* **ZITIERTER TEXT**:
■ ■ ■

Beide Argumentationen basieren auf Geschichtsfälschungen in Hinblick auf den Charakter des Stalinismus und die Ursachen des Krieges. Der Hitler-Stalin-Pakt, der den deutschen Angriff auf Polen erheblich erleichterte, war der Höhepunkt einer Serie von verheerenden Verrätereien des Stalinismus an der Arbeiterklasse, deren Wurzeln im nationalistischen Verrat der Oktoberrevolution von 1917 durch die Sowjetbürokratie liegen.

Die stalinistische Politik der Komintern hatte Hitlers Machtergreifung 1933 ermöglicht, ohne dass die sechs Millionen Menschen zählende Arbeiterbewegung in Deutschland organisierten Widerstand leisten konnte. 1936–1938 begann die stalinistische Bürokratie einen organisierten Massenmord an den Revolutionären in der UdSSR und Spanien, der sich hauptsächlich gegen Trotzkisten, sozialistische und marxistische Arbeiter und Intellektuelle richtete. Sein Höhepunkt war die Ermordung Leo Trotzkis durch einen stalinistischen Agenten im August 1940.

■ ■ ■

* **AUFGABENSTELLUNG A**: Schreiben Sie aus dem Textauszug über den Stalinismus den Abschnitt zwischen „Beide Argumentationen basieren“ und „die Sowjetbürokratie liegen.“ einschließlich wortgetreu ab.
* **AUFGABENSTELLUNG B**: Knüpfen Sie an den Textauszug über den Stalinismus an und führen Sie ihn nach seinem letzten Satz weiter.

* **Material zur Ortsbestimmung**:
■ ■ ■

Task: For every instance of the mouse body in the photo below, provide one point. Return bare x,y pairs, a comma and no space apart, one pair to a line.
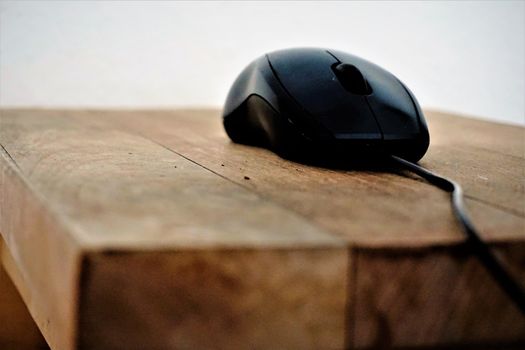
318,103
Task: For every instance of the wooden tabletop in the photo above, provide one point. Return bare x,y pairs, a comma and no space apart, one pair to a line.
150,229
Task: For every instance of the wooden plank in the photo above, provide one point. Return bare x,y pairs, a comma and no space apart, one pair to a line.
104,188
18,331
409,221
88,208
439,296
405,212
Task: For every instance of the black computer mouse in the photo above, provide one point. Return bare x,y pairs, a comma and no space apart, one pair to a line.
318,103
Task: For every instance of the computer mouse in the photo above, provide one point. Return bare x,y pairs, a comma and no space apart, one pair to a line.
321,103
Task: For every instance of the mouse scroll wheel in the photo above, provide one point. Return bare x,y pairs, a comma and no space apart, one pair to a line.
352,79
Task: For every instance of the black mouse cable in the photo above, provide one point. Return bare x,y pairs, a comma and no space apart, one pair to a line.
491,263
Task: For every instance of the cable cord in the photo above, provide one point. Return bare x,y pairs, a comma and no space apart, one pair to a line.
491,263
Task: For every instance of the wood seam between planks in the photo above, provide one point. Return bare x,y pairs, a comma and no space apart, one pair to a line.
260,195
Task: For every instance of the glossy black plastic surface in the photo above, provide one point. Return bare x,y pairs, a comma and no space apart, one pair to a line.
323,103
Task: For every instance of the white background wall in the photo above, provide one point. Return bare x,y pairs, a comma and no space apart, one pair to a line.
466,57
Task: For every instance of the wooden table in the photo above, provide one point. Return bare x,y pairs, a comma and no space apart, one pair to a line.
150,230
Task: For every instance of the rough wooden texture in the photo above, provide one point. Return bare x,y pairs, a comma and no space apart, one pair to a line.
150,229
18,331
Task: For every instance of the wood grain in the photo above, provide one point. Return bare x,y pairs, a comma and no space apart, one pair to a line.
75,187
153,222
18,331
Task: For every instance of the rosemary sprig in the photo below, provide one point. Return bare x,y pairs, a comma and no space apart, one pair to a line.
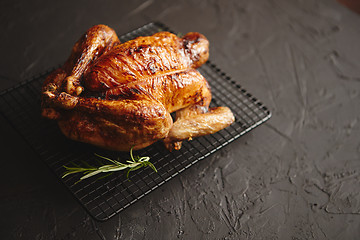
133,164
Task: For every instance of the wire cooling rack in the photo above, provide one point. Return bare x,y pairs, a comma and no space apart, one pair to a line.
105,197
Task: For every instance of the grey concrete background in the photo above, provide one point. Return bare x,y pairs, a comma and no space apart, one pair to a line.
295,177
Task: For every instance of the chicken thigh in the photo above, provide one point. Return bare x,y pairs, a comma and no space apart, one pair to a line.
120,95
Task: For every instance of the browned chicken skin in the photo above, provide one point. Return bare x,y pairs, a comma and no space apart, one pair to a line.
120,96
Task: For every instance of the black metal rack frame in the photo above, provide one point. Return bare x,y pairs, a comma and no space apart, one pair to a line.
103,198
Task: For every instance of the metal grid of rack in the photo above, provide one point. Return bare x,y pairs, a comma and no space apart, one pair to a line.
105,197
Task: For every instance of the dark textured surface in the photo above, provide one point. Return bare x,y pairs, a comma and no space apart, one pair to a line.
295,177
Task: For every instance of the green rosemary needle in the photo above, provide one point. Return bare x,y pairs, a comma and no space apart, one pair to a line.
133,164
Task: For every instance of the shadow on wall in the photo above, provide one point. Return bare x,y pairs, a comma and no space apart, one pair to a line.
351,4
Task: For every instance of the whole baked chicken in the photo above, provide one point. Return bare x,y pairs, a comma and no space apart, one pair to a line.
120,95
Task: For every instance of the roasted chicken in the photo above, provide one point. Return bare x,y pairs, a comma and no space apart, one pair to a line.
120,95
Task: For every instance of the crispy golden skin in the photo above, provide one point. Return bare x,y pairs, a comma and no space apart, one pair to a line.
119,96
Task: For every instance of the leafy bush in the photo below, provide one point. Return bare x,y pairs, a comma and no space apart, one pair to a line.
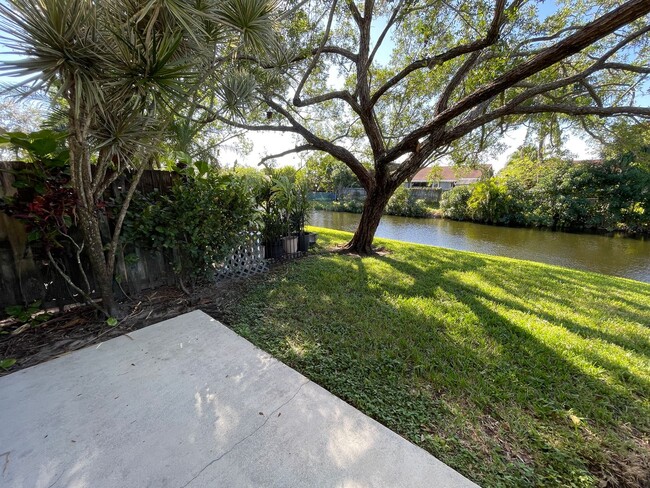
403,204
454,202
44,200
198,222
351,205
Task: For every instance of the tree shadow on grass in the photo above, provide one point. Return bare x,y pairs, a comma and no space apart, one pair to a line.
488,367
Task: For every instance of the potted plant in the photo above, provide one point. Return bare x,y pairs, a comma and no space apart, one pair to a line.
299,215
272,225
285,196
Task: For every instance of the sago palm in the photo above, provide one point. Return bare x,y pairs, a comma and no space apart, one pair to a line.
125,69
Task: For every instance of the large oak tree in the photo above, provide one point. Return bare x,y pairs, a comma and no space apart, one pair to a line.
388,87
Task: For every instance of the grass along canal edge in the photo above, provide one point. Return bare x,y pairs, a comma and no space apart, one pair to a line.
512,372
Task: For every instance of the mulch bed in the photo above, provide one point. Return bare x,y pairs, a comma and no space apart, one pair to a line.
82,326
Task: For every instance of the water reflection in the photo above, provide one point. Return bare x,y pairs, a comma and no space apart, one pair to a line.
617,255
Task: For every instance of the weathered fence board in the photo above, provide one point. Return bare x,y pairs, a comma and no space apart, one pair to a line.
27,275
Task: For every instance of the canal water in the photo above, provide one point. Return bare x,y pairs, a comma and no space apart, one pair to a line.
613,255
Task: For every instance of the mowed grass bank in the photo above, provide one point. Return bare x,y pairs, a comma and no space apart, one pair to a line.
514,373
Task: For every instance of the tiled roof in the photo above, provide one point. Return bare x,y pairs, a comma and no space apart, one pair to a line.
448,173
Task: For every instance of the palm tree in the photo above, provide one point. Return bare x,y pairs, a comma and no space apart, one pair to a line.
125,69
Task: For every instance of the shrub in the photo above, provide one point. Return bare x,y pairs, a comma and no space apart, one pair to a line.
199,222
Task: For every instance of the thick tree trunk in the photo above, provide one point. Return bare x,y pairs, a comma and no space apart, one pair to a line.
88,214
373,208
90,230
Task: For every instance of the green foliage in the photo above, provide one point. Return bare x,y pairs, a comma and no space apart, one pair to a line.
403,204
324,173
454,202
198,222
283,197
608,196
515,373
44,199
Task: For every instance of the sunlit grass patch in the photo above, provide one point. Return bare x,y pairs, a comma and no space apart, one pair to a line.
515,373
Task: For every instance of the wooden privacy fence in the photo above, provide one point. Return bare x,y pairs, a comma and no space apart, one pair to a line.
28,276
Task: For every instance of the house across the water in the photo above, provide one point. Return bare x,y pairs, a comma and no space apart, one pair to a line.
447,177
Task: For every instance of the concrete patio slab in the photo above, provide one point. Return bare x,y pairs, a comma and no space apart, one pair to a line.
189,403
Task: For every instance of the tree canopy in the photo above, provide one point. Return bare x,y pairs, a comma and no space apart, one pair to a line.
400,84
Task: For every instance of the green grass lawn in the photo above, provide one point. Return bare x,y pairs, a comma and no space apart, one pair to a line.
512,372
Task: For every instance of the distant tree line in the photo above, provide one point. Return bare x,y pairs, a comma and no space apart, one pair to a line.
612,194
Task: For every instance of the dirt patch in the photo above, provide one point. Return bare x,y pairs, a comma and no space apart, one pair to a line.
81,326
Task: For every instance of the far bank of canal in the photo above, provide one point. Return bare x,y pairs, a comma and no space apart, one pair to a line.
613,255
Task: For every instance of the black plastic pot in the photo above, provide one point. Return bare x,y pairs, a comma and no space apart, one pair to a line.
303,241
274,249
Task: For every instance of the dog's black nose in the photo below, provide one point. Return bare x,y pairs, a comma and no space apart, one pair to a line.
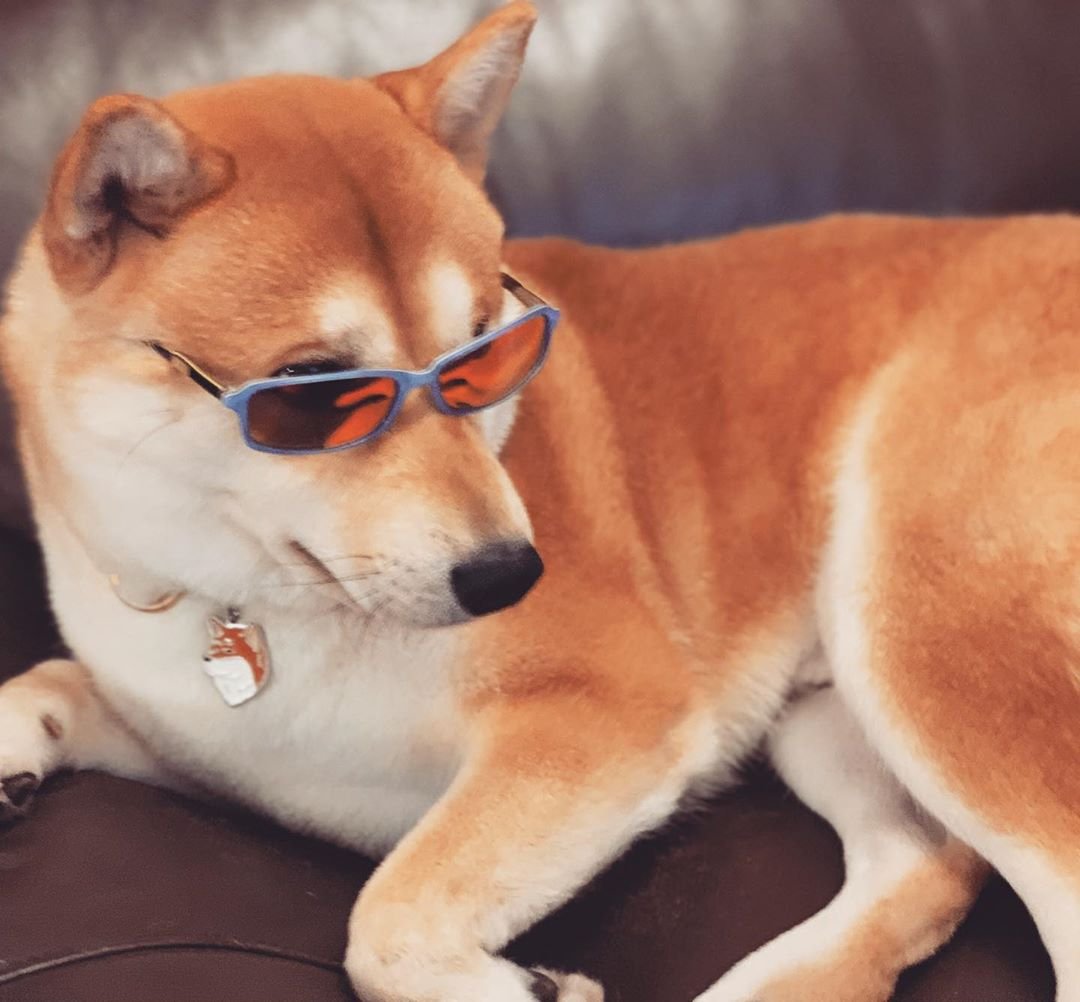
497,577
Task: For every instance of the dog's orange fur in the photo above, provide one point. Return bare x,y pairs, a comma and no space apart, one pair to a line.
676,457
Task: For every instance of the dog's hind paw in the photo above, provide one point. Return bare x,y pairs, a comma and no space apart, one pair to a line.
551,986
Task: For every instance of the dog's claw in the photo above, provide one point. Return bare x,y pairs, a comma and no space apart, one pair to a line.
18,790
543,987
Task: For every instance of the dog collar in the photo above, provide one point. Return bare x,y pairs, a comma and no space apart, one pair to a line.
238,658
161,605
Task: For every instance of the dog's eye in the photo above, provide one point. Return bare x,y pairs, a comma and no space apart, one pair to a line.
314,367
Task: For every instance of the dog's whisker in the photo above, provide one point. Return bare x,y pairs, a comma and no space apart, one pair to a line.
144,438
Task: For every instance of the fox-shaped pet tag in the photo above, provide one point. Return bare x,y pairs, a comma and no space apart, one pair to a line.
238,659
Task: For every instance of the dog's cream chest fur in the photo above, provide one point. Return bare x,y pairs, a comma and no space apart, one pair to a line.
353,739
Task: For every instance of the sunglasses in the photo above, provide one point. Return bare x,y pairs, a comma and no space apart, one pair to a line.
326,411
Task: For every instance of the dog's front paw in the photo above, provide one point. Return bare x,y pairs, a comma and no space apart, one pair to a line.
552,986
28,752
16,795
410,974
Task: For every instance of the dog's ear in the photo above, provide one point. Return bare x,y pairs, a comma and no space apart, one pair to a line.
130,166
459,96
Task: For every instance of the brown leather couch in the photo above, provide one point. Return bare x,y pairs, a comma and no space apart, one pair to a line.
636,121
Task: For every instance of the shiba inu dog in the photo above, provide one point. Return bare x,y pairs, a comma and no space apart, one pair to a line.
813,487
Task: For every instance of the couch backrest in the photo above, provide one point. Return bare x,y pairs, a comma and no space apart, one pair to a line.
636,120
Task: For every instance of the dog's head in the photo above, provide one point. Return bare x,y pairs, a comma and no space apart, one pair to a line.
271,225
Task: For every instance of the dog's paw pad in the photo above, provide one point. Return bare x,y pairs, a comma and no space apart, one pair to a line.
16,794
551,986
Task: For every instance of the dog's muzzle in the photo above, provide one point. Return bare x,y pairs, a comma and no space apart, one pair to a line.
498,576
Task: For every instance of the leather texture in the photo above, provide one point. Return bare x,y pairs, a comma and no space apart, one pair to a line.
635,121
115,891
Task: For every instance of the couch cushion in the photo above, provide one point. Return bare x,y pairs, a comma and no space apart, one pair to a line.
113,890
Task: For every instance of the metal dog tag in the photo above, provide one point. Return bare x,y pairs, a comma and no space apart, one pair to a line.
238,659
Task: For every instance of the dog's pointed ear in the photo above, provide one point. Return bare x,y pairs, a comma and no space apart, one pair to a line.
459,96
130,165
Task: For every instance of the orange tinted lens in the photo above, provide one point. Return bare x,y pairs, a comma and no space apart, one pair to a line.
320,415
494,370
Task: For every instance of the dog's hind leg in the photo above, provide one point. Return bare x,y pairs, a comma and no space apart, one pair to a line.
52,718
907,884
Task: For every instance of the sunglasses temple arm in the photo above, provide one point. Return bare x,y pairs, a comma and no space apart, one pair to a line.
200,378
524,296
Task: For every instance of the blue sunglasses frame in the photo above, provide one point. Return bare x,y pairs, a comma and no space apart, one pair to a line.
237,398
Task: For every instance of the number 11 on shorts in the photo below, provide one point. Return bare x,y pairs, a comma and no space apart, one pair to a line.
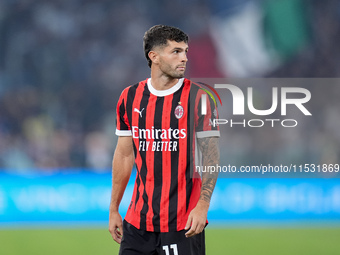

■ ■ ■

* **ERWARTETE ANTWORT A**:
Beide Argumentationen basieren auf Geschichtsfälschungen in Hinblick auf den Charakter des Stalinismus und die Ursachen des Krieges. Der Hitler-Stalin-Pakt, der den deutschen Angriff auf Polen erheblich erleichterte, war der Höhepunkt einer Serie von verheerenden Verrätereien des Stalinismus an der Arbeiterklasse, deren Wurzeln im nationalistischen Verrat der Oktoberrevolution von 1917 durch die Sowjetbürokratie liegen.

* **ERWARTETE ANTWORT B**:
Doch trotz der konterrevolutionären Rolle des Stalinismus blieb die Sowjetunion ein degenerierter Arbeiterstaat. Die Trotzkisten verteidigten ihn gegen den Angriff des deutschen Imperialismus, der im Juni 1941 begann, und die Rote Armee spielte eine zentrale Rolle im Kampf gegen den Nazismus. Die russische Oligarchie, für die Putin spricht, ist ein Produkt der stalinistischen Bürokratie, die 1991 die UdSSR auflöste. Von Krisen geschüttelt und aus Angst vor drohenden sozialen Erhebungen der Arbeiterklasse verteidigt sie die konterrevolutionäre Politik des Stalinismus heute noch aggressiver.

Die falsche Gleichsetzung von Nazi-Deutschland und der Sowjetunion war lange Zeit die Grundlage für rechte Geschichtsfälschungen, vor allem in Osteuropa. Sie verband die Unterstützung von aggressivem Antikommunismus mit einer Relativierung der Verbrechen des Faschismus. Nazi-Deutschland war zwar zweifellos der Aggressor, der den Zweiten Weltkrieg begann und für die schlimmsten Verbrechen in der Geschichte der Menschheit verantwortlich ist, doch die Ursache für den Krieg lag in den unlösbaren Widersprüchen und der Krise des internationalen kapitalistischen Systems. Die gleiche Krise wie damals, die heute nur viel weiter fortgeschritten ist, ist die Ursache für das Wiederaufleben des Faschismus und die Gefahr eines dritten Weltkriegs.